■ **GIVEN RECORDS**:
>>
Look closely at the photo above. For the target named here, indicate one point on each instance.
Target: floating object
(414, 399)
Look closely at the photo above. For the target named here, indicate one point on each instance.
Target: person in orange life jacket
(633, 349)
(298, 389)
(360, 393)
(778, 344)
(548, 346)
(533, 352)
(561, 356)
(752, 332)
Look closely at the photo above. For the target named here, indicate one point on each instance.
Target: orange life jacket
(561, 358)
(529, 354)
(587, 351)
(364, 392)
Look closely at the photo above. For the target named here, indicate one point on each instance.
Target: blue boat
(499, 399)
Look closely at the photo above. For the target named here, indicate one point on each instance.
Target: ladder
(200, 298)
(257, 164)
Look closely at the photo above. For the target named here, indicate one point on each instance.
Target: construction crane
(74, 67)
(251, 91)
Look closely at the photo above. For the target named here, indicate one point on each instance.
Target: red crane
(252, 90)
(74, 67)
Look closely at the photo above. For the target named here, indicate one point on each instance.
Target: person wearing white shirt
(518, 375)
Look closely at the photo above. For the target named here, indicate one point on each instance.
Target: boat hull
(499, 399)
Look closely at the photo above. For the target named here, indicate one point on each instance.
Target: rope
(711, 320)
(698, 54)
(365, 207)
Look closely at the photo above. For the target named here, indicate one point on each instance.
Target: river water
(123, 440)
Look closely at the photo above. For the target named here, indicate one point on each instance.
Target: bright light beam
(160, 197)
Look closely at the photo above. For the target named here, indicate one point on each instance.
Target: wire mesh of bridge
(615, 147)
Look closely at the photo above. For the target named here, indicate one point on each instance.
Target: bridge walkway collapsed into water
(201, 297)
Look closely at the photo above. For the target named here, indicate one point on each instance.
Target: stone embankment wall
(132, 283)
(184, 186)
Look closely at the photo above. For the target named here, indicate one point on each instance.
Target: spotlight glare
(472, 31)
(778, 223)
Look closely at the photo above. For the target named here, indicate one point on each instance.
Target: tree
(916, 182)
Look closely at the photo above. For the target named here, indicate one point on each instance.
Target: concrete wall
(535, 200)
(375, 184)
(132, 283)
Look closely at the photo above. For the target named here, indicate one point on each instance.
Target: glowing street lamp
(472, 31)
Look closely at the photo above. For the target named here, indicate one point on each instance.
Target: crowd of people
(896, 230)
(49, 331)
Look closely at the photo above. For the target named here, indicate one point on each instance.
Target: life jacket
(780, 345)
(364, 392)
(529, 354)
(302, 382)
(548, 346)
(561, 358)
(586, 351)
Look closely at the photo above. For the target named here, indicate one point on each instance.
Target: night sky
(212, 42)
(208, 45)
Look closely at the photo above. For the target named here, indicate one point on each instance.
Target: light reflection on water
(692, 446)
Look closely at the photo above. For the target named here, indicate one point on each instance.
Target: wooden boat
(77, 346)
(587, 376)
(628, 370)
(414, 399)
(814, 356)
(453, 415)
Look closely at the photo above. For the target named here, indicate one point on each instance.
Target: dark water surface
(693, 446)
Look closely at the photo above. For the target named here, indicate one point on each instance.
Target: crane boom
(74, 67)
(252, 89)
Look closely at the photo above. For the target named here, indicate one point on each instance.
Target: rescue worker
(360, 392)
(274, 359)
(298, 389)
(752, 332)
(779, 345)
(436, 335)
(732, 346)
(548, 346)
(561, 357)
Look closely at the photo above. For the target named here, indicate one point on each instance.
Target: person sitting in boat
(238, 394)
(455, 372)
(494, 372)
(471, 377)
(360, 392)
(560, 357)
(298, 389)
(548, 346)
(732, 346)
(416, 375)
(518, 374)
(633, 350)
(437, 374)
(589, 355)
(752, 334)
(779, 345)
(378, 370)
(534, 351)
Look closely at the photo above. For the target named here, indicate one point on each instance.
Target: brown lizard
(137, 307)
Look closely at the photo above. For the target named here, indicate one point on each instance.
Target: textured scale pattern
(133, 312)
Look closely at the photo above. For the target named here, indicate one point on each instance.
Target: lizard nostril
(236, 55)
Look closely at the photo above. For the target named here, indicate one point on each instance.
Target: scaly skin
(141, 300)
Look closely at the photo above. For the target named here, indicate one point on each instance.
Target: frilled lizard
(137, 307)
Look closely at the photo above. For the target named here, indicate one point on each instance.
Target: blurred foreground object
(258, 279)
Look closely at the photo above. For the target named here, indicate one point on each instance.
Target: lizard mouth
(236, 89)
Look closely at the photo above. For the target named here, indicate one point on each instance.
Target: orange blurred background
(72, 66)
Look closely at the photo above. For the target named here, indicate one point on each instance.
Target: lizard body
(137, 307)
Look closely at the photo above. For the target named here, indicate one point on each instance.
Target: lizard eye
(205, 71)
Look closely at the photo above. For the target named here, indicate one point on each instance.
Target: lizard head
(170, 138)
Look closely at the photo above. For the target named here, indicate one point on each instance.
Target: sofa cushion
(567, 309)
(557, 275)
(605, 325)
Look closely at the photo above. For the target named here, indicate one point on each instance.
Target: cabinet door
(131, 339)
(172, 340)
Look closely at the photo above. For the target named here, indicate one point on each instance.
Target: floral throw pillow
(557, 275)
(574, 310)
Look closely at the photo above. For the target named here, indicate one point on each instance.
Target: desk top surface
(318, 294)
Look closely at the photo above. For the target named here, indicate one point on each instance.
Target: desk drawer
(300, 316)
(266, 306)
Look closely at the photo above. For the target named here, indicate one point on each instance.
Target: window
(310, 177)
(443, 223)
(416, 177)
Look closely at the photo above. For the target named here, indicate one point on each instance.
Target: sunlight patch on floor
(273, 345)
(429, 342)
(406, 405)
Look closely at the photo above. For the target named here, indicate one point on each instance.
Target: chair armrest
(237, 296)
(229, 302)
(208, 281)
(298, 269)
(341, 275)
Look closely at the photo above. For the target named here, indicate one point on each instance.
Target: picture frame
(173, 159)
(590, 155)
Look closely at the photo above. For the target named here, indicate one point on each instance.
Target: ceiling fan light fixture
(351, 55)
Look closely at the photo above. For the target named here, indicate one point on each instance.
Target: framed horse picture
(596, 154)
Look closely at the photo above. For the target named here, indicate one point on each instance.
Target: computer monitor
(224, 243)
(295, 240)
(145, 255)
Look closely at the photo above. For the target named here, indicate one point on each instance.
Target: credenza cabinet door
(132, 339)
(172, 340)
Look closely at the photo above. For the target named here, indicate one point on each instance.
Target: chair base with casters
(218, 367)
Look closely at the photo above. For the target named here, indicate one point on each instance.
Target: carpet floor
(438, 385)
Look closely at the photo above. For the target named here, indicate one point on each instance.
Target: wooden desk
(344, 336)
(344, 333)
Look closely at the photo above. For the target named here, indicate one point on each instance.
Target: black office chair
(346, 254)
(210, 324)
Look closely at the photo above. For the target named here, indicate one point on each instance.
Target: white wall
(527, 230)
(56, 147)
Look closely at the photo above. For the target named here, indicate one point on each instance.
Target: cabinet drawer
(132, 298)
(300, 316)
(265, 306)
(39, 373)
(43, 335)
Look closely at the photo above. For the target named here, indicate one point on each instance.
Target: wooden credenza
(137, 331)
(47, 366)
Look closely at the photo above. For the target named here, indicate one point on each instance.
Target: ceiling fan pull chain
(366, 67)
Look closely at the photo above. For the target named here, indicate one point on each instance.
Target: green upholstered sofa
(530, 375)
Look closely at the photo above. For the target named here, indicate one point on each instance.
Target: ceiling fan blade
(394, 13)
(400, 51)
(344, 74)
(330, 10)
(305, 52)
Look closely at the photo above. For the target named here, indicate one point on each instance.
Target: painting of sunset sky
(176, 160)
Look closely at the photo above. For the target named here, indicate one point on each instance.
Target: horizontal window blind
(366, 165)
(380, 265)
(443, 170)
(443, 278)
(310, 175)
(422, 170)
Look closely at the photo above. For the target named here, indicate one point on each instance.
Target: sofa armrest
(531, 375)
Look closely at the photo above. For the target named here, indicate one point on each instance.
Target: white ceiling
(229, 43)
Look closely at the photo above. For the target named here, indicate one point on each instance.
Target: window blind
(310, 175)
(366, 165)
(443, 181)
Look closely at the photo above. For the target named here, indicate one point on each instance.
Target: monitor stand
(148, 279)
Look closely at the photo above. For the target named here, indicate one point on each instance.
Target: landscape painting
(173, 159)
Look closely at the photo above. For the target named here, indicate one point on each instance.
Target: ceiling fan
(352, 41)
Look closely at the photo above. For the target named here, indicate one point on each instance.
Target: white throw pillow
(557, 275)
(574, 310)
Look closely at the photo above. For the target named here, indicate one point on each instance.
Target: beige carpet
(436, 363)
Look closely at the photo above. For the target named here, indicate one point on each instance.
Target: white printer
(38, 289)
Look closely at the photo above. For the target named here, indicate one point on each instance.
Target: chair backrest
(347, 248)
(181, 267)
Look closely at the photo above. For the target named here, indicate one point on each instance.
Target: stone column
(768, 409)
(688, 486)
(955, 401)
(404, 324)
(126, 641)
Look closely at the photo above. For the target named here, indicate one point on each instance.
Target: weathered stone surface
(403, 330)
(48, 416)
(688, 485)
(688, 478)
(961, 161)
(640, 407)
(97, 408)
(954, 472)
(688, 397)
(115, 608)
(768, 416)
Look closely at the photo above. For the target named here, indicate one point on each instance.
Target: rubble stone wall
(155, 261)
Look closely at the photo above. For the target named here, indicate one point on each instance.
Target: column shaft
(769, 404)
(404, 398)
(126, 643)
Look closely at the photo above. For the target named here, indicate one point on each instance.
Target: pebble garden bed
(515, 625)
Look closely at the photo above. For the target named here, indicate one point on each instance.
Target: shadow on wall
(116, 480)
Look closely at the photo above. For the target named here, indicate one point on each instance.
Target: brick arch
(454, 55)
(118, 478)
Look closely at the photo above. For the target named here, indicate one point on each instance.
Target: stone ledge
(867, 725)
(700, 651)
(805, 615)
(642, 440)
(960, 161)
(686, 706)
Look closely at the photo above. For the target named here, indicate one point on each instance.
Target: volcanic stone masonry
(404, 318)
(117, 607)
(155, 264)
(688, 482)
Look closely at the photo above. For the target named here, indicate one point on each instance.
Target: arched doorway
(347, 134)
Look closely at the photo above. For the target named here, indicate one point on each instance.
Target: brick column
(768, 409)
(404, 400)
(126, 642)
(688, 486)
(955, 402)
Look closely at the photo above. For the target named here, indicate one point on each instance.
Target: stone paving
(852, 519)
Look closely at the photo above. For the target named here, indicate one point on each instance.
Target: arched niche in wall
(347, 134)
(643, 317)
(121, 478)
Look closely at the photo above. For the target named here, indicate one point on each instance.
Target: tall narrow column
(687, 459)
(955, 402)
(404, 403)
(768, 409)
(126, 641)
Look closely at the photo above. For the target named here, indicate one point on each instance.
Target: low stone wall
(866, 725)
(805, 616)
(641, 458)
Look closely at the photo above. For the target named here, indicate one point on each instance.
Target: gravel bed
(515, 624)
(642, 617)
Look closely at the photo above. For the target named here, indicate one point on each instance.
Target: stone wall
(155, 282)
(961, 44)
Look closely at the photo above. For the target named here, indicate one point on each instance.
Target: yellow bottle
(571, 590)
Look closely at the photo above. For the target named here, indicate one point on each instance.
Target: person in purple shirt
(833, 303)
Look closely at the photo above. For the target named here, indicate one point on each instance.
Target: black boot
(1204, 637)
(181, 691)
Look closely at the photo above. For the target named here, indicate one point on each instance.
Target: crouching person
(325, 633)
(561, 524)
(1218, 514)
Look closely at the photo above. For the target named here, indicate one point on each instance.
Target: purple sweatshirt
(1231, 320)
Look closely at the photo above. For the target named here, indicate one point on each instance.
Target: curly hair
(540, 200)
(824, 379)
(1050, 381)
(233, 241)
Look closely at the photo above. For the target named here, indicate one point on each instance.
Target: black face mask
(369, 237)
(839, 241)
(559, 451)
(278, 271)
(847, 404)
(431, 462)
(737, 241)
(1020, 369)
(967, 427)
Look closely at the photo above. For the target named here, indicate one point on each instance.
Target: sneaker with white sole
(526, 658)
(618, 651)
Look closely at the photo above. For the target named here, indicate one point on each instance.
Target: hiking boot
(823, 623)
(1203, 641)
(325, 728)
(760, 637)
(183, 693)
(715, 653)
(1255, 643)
<<
■ **WORK ORDER**: Exactly the lines from the one containing "Target: yellow bottle" through the end of the records should be reproduced, and no others.

■ **YOUR SOLUTION**:
Target: yellow bottle
(571, 590)
Look closely at the photo above. For the target named here, indicate one point on each instance.
Target: person in purple shirt
(833, 303)
Look closely at the photo above. For the target named here, indicate one point on each instance.
Target: black boot
(1204, 637)
(181, 691)
Look closely at the photo above. For the target named here, indicate one point on each instance.
Target: crouching person
(325, 633)
(561, 524)
(1218, 514)
Look closely at the photo above. For the target named here, indicate one point on each instance.
Target: purple sweatshirt
(1231, 320)
Look closely at the photo above. For the target named here, indicate one point on each instance.
Target: curly hair
(540, 200)
(824, 379)
(1050, 381)
(233, 241)
Look closely at the photo above. For the target named here, indicate one point on each instance.
Target: black face mask
(369, 237)
(839, 241)
(559, 451)
(278, 271)
(847, 404)
(431, 462)
(737, 241)
(1020, 369)
(967, 427)
Look closely at the photo above. For the target named here, indicate one point on each instance.
Target: sneaker with white sole
(526, 658)
(618, 651)
Look closely at the photo above. For the target named here, indicate one point on each instance.
Target: hiking boot
(823, 623)
(1203, 641)
(325, 728)
(760, 637)
(183, 693)
(715, 653)
(1255, 643)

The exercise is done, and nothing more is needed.